- **Document passage**:
Ecologist Pooja Choksi is carrying out her doctoral research on bird acoustics in Madhya Pradesh. Along with conservationist Purva Variyar, Pooja is also conducting a bioacoustics study in Mumbai to gauge the impact of manmade noise on vocal behaviours in bird populations. Choksi and Variyar told me, “Studies have found that populations of different birds in specific areas have resorted to adjusting their song timings in tune with anthropogenic noise patterns in order to avoid their acoustic signals from getting masked.”
Dolphins and whales communicate through a series of sounds in their own highly sophisticated language of clicks and whistles.
Bird migration depends on a series of complicated signals which are disrupted by noise. Their mating signals, which are often auditory, are impacted by noise. Not only birds, intelligent terrestrial and marine mammals like bats, dolphins, porpoises, dugongs and whales are similarly impacted.
Bats are an intelligent species of terrestrial mammals which use sonar ‘sounds’ indistinguishable to human ears to communicate and navigate the world around them. They are severely impacted by noise from traffic
. A 2020 study in the UK published in ScienceDirect found that “Both bat activity and feeding behaviour are negatively affected by traffic noise playback”.
Sound travels five times faster underwater than it does in the air. In the deep sea where light does not penetrate, sound is essential to species who live there, giving rise to the emerging field of fish acoustics to study unknown life in the darkness of the deep sea
. Studies show that different types of fish make different sounds specific to activities such as mating and spawning.
The Indian Noise Pollution Rules have been interpreted by courts as important to protect people’s constitutional right to life. In 2013, India recognised dolphins and whales as non-human persons after scientific studies proved them to be an intelligent and self-aware species which deserve the same rights and liberties as human beings.
Like humans, dolphins and whales form communities. They communicate through a series of sounds in their own highly sophisticated language of clicks and whistles. Dolphins’ speech supports their navigation, mating and parenting patterns. Noise from ships and other human activities interferes, disorienting them and making them unable to find a mate. Young ones can be separated from their parents.
In September 2021, a 42-foot blue whale carcass washed up on a beach near Mumbai. In 2016, 50 people worked for eight hours to rescue a 47-foot, 20 tonne blue whale beached near Ratnagiri on the Konkan Coast. The whale was one of the few that survived, since most beached whales do not survive. As activities in the seas increase, non-human people beached on our shores have become an increasingly regular sight.
Between 2015 and 2018, in just three years, 88 dolphins, porpoises and whales were beached in Maharashtra alone.

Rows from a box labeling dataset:
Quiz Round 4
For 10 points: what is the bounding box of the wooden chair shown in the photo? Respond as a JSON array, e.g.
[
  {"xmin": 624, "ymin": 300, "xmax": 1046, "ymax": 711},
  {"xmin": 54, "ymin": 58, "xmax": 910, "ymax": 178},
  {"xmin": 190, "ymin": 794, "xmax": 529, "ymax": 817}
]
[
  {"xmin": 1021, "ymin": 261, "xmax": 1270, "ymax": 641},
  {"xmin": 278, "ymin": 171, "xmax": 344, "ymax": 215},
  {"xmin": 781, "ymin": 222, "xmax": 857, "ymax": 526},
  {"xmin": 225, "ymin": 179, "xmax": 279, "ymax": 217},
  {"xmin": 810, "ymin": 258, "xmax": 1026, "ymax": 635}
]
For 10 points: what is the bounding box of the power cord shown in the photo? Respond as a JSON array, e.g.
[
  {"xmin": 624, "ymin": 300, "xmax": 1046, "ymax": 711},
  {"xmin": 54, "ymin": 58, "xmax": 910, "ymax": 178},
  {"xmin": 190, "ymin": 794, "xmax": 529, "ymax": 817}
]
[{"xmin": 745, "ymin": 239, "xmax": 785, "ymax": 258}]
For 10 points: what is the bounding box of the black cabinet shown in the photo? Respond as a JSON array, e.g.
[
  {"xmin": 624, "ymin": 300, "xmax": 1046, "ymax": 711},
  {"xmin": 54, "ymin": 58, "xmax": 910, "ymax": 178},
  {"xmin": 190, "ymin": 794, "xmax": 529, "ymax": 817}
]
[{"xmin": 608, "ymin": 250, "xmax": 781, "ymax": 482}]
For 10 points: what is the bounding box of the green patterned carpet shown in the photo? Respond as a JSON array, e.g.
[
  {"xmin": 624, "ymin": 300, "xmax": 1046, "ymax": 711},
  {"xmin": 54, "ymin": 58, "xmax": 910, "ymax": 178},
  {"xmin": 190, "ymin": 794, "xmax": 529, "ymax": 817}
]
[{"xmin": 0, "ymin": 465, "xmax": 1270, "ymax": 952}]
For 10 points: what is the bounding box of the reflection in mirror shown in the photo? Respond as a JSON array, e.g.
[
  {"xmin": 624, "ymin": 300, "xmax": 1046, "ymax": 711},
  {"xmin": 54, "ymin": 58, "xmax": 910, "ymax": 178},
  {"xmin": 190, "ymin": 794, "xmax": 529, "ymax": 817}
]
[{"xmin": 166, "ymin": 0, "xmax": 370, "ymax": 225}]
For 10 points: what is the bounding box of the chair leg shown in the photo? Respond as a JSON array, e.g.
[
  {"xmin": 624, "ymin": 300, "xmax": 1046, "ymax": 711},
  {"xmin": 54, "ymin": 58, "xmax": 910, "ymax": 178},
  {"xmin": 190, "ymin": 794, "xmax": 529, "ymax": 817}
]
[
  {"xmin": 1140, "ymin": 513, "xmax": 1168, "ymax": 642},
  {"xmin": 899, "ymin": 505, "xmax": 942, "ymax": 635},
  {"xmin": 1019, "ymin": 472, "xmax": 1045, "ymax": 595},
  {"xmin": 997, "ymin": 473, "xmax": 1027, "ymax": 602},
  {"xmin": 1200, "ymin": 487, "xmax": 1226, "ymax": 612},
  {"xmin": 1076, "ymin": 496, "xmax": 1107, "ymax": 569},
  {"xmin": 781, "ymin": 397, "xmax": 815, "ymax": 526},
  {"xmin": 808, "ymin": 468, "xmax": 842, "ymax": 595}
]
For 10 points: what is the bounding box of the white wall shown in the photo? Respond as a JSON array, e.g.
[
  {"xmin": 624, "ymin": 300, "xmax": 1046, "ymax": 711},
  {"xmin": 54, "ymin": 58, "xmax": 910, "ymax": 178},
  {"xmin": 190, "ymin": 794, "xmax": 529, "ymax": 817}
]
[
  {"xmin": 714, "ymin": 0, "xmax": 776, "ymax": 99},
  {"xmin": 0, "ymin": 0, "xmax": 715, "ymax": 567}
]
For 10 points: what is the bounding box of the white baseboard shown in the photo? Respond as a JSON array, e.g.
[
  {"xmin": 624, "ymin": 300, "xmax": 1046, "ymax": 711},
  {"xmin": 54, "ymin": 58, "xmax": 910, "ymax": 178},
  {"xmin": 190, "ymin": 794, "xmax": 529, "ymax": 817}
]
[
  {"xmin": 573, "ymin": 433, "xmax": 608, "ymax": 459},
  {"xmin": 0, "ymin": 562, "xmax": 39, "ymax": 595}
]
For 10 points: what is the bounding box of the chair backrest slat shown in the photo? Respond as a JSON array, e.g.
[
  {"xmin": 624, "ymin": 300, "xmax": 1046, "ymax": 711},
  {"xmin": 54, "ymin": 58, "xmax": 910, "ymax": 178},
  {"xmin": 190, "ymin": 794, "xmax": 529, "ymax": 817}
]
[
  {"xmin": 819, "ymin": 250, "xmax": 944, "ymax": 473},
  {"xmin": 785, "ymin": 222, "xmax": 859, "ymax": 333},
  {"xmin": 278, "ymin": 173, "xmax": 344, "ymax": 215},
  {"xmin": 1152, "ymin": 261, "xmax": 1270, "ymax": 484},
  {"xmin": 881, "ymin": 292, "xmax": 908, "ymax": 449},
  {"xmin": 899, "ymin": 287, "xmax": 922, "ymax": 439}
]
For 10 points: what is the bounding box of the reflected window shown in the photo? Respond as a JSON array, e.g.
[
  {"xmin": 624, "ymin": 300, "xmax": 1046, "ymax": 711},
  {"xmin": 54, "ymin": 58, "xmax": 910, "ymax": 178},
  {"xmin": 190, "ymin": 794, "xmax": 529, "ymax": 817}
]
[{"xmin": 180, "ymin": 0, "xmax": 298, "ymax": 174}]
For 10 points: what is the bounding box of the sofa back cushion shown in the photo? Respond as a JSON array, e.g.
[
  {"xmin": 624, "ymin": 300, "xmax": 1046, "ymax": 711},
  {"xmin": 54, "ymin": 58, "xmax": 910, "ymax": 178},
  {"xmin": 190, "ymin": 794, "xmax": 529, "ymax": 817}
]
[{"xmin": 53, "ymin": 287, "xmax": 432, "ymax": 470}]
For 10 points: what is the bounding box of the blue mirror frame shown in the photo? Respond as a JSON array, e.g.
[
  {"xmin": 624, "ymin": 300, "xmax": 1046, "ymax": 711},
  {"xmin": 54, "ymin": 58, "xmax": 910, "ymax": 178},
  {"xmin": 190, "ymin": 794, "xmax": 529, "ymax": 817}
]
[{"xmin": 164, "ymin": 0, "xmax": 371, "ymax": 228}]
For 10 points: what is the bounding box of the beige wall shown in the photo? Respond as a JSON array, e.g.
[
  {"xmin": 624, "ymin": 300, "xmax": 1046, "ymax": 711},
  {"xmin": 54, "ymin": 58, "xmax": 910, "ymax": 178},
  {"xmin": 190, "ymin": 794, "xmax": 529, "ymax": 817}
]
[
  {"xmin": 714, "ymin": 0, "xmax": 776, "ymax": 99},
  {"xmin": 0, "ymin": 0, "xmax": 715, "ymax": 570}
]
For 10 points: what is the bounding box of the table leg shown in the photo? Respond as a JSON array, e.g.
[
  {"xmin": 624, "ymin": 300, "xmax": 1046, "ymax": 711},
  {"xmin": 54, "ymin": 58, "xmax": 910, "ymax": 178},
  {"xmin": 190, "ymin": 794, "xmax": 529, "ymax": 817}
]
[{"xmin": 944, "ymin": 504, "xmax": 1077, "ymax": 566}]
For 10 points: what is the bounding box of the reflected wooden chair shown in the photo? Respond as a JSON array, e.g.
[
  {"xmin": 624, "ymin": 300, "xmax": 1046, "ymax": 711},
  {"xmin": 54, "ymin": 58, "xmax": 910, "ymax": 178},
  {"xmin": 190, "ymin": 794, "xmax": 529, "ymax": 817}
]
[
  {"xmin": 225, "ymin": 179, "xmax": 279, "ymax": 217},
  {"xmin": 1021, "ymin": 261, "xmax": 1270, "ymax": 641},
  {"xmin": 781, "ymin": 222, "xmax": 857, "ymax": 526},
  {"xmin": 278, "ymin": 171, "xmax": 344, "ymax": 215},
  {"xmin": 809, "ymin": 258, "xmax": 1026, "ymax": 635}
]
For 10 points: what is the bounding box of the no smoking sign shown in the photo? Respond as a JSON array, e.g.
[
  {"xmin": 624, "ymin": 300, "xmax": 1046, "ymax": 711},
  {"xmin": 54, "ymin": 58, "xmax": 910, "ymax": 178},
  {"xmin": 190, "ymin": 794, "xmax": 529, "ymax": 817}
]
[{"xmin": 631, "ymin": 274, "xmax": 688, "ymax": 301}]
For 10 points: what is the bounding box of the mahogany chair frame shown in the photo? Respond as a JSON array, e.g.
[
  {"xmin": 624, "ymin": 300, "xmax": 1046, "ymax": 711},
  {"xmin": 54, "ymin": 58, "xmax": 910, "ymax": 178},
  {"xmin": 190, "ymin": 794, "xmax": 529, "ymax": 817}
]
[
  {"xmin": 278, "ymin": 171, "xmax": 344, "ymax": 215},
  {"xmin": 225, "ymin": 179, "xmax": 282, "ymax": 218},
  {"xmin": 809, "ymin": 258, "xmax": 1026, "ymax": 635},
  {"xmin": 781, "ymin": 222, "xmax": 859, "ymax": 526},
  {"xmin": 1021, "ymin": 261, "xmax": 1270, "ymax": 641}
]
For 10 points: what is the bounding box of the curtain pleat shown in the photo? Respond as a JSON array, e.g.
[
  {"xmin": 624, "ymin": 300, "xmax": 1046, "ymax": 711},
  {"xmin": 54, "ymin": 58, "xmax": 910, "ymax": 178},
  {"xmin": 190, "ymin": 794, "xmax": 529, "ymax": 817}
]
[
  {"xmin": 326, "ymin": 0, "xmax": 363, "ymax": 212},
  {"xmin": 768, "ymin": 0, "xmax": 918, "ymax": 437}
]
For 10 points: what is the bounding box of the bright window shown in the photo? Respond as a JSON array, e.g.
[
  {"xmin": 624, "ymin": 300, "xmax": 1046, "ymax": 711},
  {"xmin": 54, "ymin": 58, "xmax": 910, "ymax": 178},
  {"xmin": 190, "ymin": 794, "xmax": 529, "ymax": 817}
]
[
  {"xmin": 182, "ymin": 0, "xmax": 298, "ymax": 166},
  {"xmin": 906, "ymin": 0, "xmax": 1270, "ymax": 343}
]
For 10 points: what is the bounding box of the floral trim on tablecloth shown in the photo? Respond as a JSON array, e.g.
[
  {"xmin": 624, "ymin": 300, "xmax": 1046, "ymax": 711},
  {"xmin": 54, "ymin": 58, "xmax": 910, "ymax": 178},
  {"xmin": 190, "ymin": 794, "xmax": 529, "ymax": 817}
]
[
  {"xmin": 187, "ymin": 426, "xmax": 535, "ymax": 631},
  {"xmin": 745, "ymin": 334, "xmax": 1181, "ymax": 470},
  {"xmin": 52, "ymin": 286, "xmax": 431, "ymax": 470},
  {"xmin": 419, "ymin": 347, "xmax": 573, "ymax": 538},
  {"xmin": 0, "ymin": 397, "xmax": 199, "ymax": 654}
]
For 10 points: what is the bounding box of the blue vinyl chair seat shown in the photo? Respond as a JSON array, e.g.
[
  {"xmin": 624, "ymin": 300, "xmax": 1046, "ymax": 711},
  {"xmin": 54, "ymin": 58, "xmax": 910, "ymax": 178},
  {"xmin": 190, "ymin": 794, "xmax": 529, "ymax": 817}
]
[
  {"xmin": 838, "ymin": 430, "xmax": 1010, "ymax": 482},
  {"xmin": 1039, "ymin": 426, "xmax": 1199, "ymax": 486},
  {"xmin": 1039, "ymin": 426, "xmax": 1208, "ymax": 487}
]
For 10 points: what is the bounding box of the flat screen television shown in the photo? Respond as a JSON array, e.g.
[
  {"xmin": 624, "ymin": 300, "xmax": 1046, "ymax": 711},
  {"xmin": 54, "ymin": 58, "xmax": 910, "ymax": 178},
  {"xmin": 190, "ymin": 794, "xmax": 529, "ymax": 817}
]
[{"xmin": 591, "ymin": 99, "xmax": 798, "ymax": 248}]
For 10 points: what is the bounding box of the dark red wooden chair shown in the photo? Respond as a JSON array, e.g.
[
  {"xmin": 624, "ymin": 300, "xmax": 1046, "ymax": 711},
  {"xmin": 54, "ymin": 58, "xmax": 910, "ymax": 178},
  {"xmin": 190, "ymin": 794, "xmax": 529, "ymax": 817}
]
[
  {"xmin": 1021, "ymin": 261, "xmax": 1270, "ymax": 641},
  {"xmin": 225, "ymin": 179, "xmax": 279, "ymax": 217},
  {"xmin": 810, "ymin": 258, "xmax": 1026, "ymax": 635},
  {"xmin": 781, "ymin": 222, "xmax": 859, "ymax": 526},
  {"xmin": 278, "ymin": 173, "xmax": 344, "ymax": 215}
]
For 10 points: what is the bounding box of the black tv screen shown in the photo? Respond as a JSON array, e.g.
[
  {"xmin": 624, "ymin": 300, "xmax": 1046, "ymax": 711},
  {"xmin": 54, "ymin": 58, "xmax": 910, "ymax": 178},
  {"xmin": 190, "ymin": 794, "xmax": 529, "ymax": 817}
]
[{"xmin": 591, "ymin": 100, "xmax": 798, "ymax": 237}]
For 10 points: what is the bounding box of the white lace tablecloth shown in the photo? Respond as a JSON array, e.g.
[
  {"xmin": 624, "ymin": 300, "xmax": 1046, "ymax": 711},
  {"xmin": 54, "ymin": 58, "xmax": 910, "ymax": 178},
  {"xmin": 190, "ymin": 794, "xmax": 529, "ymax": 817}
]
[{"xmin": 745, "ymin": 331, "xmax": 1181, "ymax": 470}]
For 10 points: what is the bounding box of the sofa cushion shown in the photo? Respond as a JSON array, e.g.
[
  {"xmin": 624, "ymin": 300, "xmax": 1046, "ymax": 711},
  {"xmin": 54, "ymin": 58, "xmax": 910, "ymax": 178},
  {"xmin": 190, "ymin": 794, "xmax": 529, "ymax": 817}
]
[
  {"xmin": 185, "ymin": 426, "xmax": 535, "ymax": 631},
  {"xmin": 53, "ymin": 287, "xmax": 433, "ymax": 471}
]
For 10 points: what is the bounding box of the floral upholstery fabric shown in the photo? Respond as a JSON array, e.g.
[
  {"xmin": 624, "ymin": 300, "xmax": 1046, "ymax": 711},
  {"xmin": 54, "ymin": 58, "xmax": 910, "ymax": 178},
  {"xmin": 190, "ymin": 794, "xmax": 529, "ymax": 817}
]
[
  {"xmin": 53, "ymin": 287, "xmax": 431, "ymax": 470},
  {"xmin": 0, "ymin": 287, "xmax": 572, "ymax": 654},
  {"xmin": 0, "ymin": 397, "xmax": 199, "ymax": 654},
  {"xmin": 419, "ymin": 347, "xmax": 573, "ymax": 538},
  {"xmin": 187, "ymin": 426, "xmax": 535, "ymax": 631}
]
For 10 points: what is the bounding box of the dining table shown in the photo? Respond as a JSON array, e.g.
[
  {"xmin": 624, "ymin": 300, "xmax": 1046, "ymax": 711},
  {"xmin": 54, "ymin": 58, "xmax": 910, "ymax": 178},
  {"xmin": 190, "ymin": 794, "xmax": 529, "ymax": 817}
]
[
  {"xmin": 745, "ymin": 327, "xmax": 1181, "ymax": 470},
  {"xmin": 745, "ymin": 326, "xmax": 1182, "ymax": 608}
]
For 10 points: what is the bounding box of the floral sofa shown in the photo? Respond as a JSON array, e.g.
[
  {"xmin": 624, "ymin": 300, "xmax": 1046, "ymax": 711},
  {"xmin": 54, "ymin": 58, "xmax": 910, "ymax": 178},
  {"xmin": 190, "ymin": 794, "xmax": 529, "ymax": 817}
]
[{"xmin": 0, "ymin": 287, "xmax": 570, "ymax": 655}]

- **What this exercise asks**:
1. In the passage on noise pollution and wildlife, how many dolphins, porpoises and whales were beached in Maharashtra between 2015 and 2018?
2. Carry on the passage on noise pollution and wildlife from its final sentence.

- **The results**:
1. 88.

2.
In another part of the world, the Narwhal Whale
‘unicorn of the sea’, named for its twisted tusk up to 3 meters long, faces an existential threat as noise levels increase in an area which was largely undisturbed until recently.
In the coldest part of the world, near Greenland, Siberia and Norway and Arctic areas frequently covered by ice, where the Titanic sank when it hit an iceberg, cruise ships now criss-cross daily. Human activity has increased and includes ports, increased shipping activity, seismic surveys and mine blasts.
During the ‘anthropause’ when cruise ships were limited, studies on humpback whales by marine mammal communication expert Michelle Fournet in the Glacier Bay showed changes
in the ‘whups’ which form their communication patterns.
Although humans cannot understand the language of whales, these changed call types and patterns indicate the complexity of whales’ vocal communications with each other and the disruption to their lives caused by noise from human activities.
The first controlled field experiments on noise exposure on animals, conclude, “The impact of traffic noise on wildlife needs to be considered in EIAs.”
In India, adverse effects of noise on terrestrial animals are understood through strictly enforced rules which designate all National Parks as silence zones.
A highway through the Pench Tiger Reserve in Madhya Pradesh
--where Rudyard Kipling’s The Jungle Book is set--incorporates, among other measures like underpasses and overpasses to protect animals, a 4-metre high steel wall forming a noise barrier to protect animals from noise and light pollution.
However, not all roads through protected ecosystems and forests are planned with such expensive technology or are able to adequately control noise. The small stretch of 29 kilometres through the Pench Forest cost the government Rs 960 crore. There are 20,000 km of roads in India that pass through protected habitats.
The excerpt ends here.